> [PROBLEM TO SOLVE]: The pictures stay out; everything else in the entries below must be returned exactly.

> [DATA TO PROCESS]:
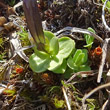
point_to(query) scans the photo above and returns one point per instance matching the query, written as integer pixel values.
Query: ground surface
(22, 89)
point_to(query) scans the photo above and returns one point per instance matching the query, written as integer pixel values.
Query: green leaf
(78, 51)
(39, 64)
(70, 62)
(62, 68)
(66, 46)
(54, 46)
(55, 62)
(79, 59)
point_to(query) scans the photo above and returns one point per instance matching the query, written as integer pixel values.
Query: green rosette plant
(51, 53)
(79, 61)
(55, 54)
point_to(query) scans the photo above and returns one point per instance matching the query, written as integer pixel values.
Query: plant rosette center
(54, 58)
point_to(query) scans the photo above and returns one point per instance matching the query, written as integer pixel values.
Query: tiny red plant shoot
(19, 70)
(98, 51)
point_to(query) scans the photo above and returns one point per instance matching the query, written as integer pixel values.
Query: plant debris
(83, 84)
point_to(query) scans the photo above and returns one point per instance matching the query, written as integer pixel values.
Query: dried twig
(103, 17)
(76, 74)
(66, 98)
(79, 30)
(104, 54)
(92, 92)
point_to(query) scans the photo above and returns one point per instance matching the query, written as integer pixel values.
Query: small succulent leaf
(49, 35)
(85, 55)
(39, 64)
(61, 69)
(76, 55)
(79, 60)
(66, 46)
(70, 62)
(84, 68)
(54, 46)
(55, 62)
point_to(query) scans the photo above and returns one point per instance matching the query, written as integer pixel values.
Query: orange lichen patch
(98, 50)
(46, 78)
(19, 70)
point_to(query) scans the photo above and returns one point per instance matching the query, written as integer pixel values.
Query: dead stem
(103, 17)
(66, 98)
(104, 54)
(92, 92)
(79, 30)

> [THE ANSWER]:
point_to(query) scans the photo above and returns one point per instance matching the query, written as integer pixel values.
Query: ground surface
(22, 89)
point_to(query) scans the photo above and returns one point per instance matching the query, written as integer pixel values.
Query: green leaf
(78, 51)
(39, 64)
(70, 62)
(62, 68)
(66, 46)
(54, 46)
(55, 62)
(79, 59)
point_to(query) scans the photo above and returns one point per instance matching the query, written as integer pixel values.
Query: green rosette plant
(51, 53)
(79, 61)
(55, 54)
point_to(query) scans the photo above and returns one point per instance matching the query, written as integer pixel values.
Query: plant rosette center
(54, 58)
point_to(query) scans the photo above and returns one point per instance matching the query, written as integer pixel values.
Query: tiny red plant shoot
(19, 70)
(98, 51)
point_to(query) scans the photo above and returns one point per instance matching the query, written as integer pixel values.
Query: plant debris
(83, 84)
point_to(query) scans the photo above and returns one point per instance matching the query, written as integer pixel values.
Query: dried twig
(103, 17)
(76, 74)
(66, 98)
(79, 30)
(104, 54)
(92, 92)
point_to(query) scans the photo above and returns one point per instance matching the query, written as integer pixel values.
Query: small succulent leaf
(49, 35)
(85, 55)
(39, 64)
(61, 69)
(76, 55)
(79, 60)
(66, 46)
(70, 62)
(84, 68)
(54, 46)
(55, 62)
point_to(query) scans the photo above and returns one point per instance matching the query, written as integer pixel values.
Query: orange lichen patch
(98, 50)
(46, 78)
(19, 70)
point_to(query) scans the photo above and returns one point per instance matching the query, written as integer pixel values.
Query: dead stem
(103, 17)
(66, 98)
(104, 54)
(92, 92)
(79, 30)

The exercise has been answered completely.